◆ WRITTEN TASK ◆
Reproduce all the lines exactly as they stand, apart from the pictures.

◆ Point annotation dataset records ◆
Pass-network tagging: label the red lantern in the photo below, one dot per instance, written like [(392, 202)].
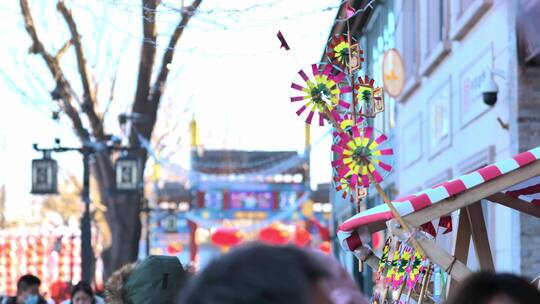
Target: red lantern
[(175, 248), (226, 237), (274, 235), (325, 247), (302, 237)]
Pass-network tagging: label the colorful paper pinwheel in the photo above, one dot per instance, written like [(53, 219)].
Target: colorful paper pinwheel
[(393, 265), (338, 50), (317, 90), (404, 262), (414, 270), (361, 155)]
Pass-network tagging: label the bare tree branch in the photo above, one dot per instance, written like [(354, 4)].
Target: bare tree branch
[(89, 89), (63, 88), (159, 84), (148, 54), (62, 50)]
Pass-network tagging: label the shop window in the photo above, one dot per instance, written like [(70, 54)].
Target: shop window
[(465, 13), (434, 24)]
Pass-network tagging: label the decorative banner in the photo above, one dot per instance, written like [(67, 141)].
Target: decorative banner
[(475, 73), (316, 91), (393, 73), (440, 119)]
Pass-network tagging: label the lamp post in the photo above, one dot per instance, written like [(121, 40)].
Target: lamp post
[(44, 181)]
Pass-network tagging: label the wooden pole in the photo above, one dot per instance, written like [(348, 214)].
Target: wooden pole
[(425, 282), (395, 213)]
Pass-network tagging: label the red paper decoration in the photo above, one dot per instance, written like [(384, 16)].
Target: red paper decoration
[(302, 237), (274, 235), (227, 237)]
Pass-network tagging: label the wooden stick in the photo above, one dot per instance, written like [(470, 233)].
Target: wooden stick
[(425, 282), (395, 213)]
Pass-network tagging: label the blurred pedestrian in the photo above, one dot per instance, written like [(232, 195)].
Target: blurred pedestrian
[(260, 274), (27, 291), (82, 293), (155, 280), (492, 288)]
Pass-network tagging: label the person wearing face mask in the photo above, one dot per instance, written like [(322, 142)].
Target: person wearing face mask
[(82, 293), (27, 291)]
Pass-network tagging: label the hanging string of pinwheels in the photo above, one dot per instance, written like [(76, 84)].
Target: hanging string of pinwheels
[(334, 93)]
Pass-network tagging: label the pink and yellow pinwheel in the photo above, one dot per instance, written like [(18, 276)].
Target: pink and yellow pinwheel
[(384, 259), (404, 262), (392, 269), (362, 154), (415, 268), (317, 91), (338, 50)]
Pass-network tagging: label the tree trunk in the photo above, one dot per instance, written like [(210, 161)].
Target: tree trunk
[(123, 217), (125, 226)]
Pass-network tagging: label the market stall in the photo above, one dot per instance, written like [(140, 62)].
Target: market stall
[(513, 182)]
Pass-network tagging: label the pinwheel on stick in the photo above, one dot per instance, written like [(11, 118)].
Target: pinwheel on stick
[(343, 51), (365, 153), (317, 95)]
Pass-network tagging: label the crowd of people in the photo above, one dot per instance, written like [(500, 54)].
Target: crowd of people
[(259, 274)]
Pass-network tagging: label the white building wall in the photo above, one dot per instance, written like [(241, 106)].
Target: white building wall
[(474, 133)]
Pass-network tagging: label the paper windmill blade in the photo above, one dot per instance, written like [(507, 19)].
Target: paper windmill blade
[(340, 51), (414, 270), (393, 265), (369, 97), (316, 91), (404, 262), (346, 123), (365, 153), (384, 258)]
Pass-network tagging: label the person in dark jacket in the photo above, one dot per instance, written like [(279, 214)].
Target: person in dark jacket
[(27, 291), (155, 280), (260, 274)]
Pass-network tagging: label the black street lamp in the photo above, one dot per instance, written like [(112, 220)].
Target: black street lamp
[(44, 175), (44, 181), (128, 173)]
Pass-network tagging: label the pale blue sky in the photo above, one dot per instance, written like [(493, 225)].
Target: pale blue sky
[(228, 71)]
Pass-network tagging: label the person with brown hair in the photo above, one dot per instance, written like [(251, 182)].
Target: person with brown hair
[(493, 288), (261, 274)]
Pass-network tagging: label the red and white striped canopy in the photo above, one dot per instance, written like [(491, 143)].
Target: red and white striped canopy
[(528, 191)]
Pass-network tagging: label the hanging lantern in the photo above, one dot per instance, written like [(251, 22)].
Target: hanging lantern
[(128, 173), (44, 175), (274, 235), (302, 237), (325, 247), (226, 237)]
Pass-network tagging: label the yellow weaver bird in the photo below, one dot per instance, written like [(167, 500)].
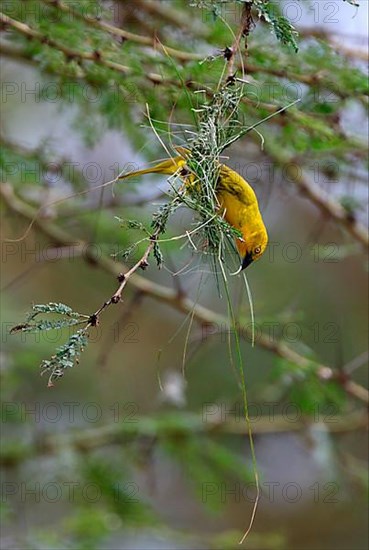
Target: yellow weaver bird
[(237, 203)]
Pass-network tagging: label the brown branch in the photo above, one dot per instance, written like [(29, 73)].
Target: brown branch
[(125, 35), (318, 196), (95, 56), (244, 30), (116, 434), (177, 300)]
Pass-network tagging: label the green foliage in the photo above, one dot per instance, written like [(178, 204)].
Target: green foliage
[(305, 389), (68, 354)]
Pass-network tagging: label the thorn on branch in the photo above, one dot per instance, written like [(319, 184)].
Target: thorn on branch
[(93, 320), (227, 53)]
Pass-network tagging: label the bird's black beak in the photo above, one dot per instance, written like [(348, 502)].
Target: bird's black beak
[(247, 260)]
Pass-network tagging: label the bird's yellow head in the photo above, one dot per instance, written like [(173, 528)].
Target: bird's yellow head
[(253, 246)]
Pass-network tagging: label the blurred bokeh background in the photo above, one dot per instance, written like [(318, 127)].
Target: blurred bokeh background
[(144, 443)]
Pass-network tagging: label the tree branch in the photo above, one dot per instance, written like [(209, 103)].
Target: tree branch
[(177, 300)]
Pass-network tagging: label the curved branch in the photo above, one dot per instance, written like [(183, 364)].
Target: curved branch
[(175, 299)]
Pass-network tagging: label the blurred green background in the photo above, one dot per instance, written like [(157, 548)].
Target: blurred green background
[(135, 447)]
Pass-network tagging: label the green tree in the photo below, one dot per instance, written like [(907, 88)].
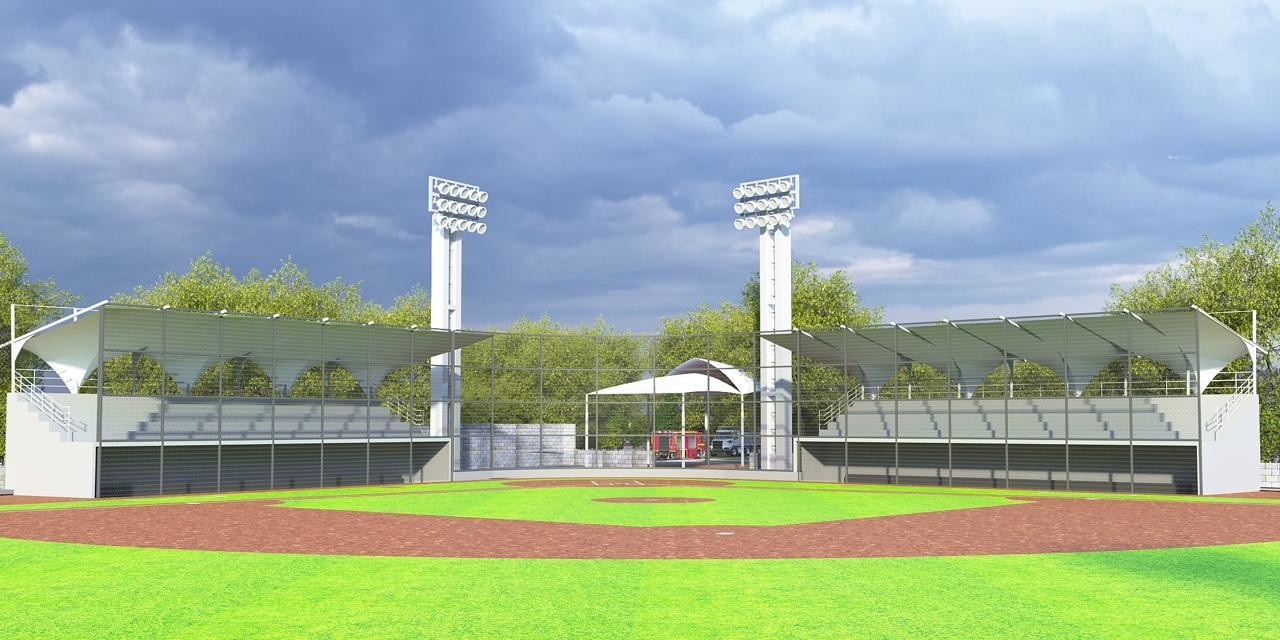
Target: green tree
[(288, 291), (1243, 274), (17, 287)]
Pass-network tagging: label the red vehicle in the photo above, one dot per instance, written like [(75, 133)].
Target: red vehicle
[(676, 444)]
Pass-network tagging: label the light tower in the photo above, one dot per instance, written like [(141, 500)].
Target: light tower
[(769, 205), (456, 208)]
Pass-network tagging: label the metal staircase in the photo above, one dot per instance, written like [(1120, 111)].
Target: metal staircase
[(1240, 385), (56, 415)]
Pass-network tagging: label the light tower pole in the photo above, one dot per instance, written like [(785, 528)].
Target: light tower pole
[(769, 205), (456, 208)]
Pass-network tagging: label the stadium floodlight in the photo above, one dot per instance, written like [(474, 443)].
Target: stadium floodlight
[(456, 204), (455, 208), (767, 204)]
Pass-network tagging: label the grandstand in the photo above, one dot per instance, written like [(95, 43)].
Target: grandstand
[(192, 401)]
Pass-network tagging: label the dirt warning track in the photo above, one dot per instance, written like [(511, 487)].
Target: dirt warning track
[(1038, 525)]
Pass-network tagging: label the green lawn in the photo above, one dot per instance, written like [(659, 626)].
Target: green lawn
[(501, 484), (63, 590), (731, 506)]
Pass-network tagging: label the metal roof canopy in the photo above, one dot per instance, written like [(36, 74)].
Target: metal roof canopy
[(1075, 346), (193, 341)]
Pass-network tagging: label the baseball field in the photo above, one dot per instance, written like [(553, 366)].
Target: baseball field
[(641, 558)]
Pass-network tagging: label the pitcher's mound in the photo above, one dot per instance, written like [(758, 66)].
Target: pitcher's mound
[(616, 481)]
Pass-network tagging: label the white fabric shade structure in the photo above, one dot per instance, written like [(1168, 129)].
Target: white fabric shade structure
[(693, 376)]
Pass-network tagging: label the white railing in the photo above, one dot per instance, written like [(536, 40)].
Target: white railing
[(411, 414), (1238, 384), (832, 411), (1230, 383), (58, 415)]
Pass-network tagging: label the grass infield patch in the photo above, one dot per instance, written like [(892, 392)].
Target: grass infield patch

◆ RESPONSE TO THE EXERCISE ◆
Pass-network tagging: label the red lantern in the photo below, one dot per instance, written like [(392, 202)].
Target: red lantern
[(175, 248), (226, 237), (274, 235), (325, 247), (302, 237)]
Pass-network tagging: label the colorful paper pinwheel in the photo above, one dot per instance, written like [(53, 219)].
Target: colorful paper pinwheel
[(393, 265), (338, 50), (317, 90), (404, 262), (414, 270), (361, 155)]
Pass-network tagging: label the bare tree branch in the photo above, one dot per instance, written like [(354, 4)].
Target: bare tree branch
[(89, 89), (63, 88), (159, 84), (148, 54), (62, 50)]
Pass-network tagging: label the shop window in the photo above, one dot per instance, written like [(70, 54)].
Target: shop window
[(465, 13), (434, 24)]
Pass-network tagging: label the decorative banner in the photo above, one dot per instance, written like [(67, 141)].
Target: decorative banner
[(475, 73), (316, 91), (393, 73), (440, 119)]
Pass-network tagging: label the lamp post in the photo above, one dot per instance, written like [(121, 40)].
Target: lamp post
[(44, 181)]
Pass-network tagging: label the wooden pole in the photo above, one dot per instance, written like [(348, 214)].
Target: wooden pole
[(425, 282), (395, 213)]
Pass-network tagging: label the red paper decoration in the photo above, one dot per instance, written like [(384, 16)].
Target: red paper decoration
[(302, 237), (274, 235), (227, 237)]
Pass-network tagging: label the wooden stick in the photo above, one dot per instance, written like [(470, 233)].
Target: wooden stick
[(425, 282), (395, 213)]
Pass-network tagging: label the blurred pedestrian in the photo above, one dot per instance, written like [(232, 195)].
Target: blurred pedestrian
[(260, 274), (27, 291), (82, 293), (155, 280), (492, 288)]
Pass-network tagging: label the person wearing face mask in the photo above, one dot per instance, written like [(322, 142)].
Target: person wearing face mask
[(82, 293), (27, 291)]
Pass-network tagging: label the hanging string of pinwheels in the photo above, one dot per instance, written like [(76, 84)].
Target: hanging string of pinwheels
[(334, 93)]
Pass-network tagging: label the pink and yellow pinwheel in the photo above, one dot per instance, written like [(18, 276)].
Target: pink and yellow pinwheel
[(384, 259), (404, 262), (392, 269), (362, 154), (415, 268), (317, 91), (338, 50)]
Pass-network tagging: label the tree trunk in the photo above, one dot per instance, written like [(210, 161)].
Target: tree trunk
[(123, 217), (125, 226)]
Pass-network tagging: label the market stall in the photo above, one dot per instance, written like [(140, 62)].
Target: market stall
[(513, 182)]
Pass-network tagging: label the pinwheel on stick in the photo above, one dot per instance, written like [(11, 118)].
Target: pinwheel on stick
[(343, 51), (365, 153), (317, 95)]
Pass-network tagging: label the crowd of people in the photo above, one dot per instance, written like [(500, 54)].
Target: crowd of people
[(259, 274)]
Pass-network tagging: label the white building wall in the photo above, one dot per instance, written like [(241, 106)].
Target: white building wall
[(474, 133)]
Pass-network tagging: label the paper windmill blade in the photo above, one dot per instance, written like [(507, 19)].
Target: paper windmill blade
[(340, 51), (414, 270), (393, 265), (369, 97), (316, 91), (404, 262), (346, 123), (365, 153), (384, 258)]
Pass-network tagging: label the person in dark jacket in the photo above, one dot per instance, written like [(279, 214)].
Target: person in dark jacket
[(27, 291), (155, 280), (260, 274)]
Pass-network tagging: label the black street lamp in the photo above, one dot per instance, written like [(112, 220)].
Target: black street lamp
[(44, 175), (44, 181), (128, 173)]
Pass-network tagging: label the pale blue sky in the photo above, one dot per instance, written like [(493, 225)].
Target: pale blue sky
[(228, 71)]
Pass-network tagging: label the person with brown hair in the photo above, one dot per instance, written like [(251, 182)].
Target: person with brown hair
[(493, 288), (261, 274)]
Pass-network tagging: label the red and white striped canopy in the photo above, one dot per instance, written like [(491, 143)].
Target: red and white striped canopy
[(528, 191)]
Pass-network tagging: label the hanging lantern in the photo above, one dot per instance, written like [(251, 22)].
Target: hanging lantern
[(128, 173), (44, 175), (274, 235), (302, 237), (325, 247), (226, 237)]
Pass-network tagging: label the yellow weaver bird in the photo below, one dot per instance, written like [(167, 500)].
Target: yellow weaver bird
[(237, 203)]
Pass-network tagging: label the brown branch in the photo above, one dot per instance, written like [(29, 73)].
Target: brown branch
[(125, 35), (318, 196), (95, 56), (244, 30), (116, 434), (177, 300)]
Pass-network tagging: label the green foliage in the photo above, one dot per instance, written like [(178, 204)].
Target: green foliage
[(305, 389), (68, 354)]
Pass-network tagging: label the thorn on branch in the photo above, one dot per instance, written like [(319, 184)].
Target: thorn on branch
[(93, 320), (227, 53)]
Pass-network tagging: label the bird's black beak in the photo above, one dot per instance, written like [(348, 502)].
Target: bird's black beak
[(247, 260)]
Pass-network tagging: label the bird's yellow head in the photo above, one dot per instance, written like [(173, 528)].
Target: bird's yellow head
[(253, 246)]
Pass-network tagging: label the blurred bokeh background in the photo above, one dot per instance, written like [(318, 127)].
Target: blurred bokeh background
[(144, 443)]
Pass-network tagging: label the tree branch in the photo above, one dot per instance, written like [(209, 103)].
Target: tree branch
[(177, 300)]
Pass-network tagging: label the curved branch in the photo above, one dot per instance, written like [(183, 364)].
Target: curved branch
[(175, 299)]
Pass-network tagging: label the blurred green background in the photo above, one dot per instance, written like [(157, 548)].
Target: blurred green background
[(135, 447)]
Pass-network tagging: label the green tree in the photo below, one dot per instance, written like [(907, 88)].
Target: green tree
[(288, 291), (1243, 274), (17, 287)]
Pass-network tagging: label the red vehicle in the photo above, one dot per instance, written like [(75, 133)].
Target: red vehicle
[(676, 444)]
Pass-network tagging: label the light tower in the photo above, one dot per instance, written like [(141, 500)].
Target: light tower
[(769, 205), (456, 208)]
Pass-network tagging: label the metal staircase in the photo above, one dot per instance, written like [(1120, 111)].
Target: metal staircase
[(1240, 385), (56, 415)]
Pass-network tagging: label the light tower pole in the photo above, one dot per instance, written like [(785, 528)].
Target: light tower pole
[(769, 205), (456, 208)]
Pass-network tagging: label the stadium floodlight in the photo above, one dot per instance, written like [(474, 443)].
Target: stadium floodlight
[(456, 204), (455, 208), (767, 204)]
Pass-network tagging: label the grandstand in the photo above, one dot per instance, written like [(95, 43)].
Target: grandstand
[(192, 401)]
Pass-network tagging: label the dirt warning track in the photo above, one dot per instance, written like [(511, 487)].
Target: dirt warning track
[(1038, 525)]
Pass-network tagging: label the green lawn in the photo above, one dot per instance, written like [(659, 626)].
Target: green lawn
[(501, 484), (63, 590), (731, 506)]
Pass-network tagging: label the metal roof canopy in the photo above, one dot per instance, written like [(36, 74)].
Target: metal roof canopy
[(1075, 346), (193, 341)]
Pass-network tagging: label the baseball field in the photo above, one dot per instance, written like [(553, 366)].
Target: baseball field
[(641, 558)]
Pass-network tagging: label the pitcher's mound in the photo above, one dot per instance, written like [(758, 66)].
Target: pitcher's mound
[(616, 481)]
Pass-network tagging: label the white fabric shade structure in the photo above, one dot per instance, written like [(1168, 129)].
Target: white fabric shade structure
[(693, 376)]
Pass-network tagging: label the white railing in the photo above, one dot per instance, written like [(536, 40)].
Target: white railing
[(411, 414), (1238, 384), (832, 411), (1230, 383), (58, 415)]
Pass-network tagging: label the grass infield patch in the photo above, one dot per instance, written like [(892, 392)].
Target: grass infield patch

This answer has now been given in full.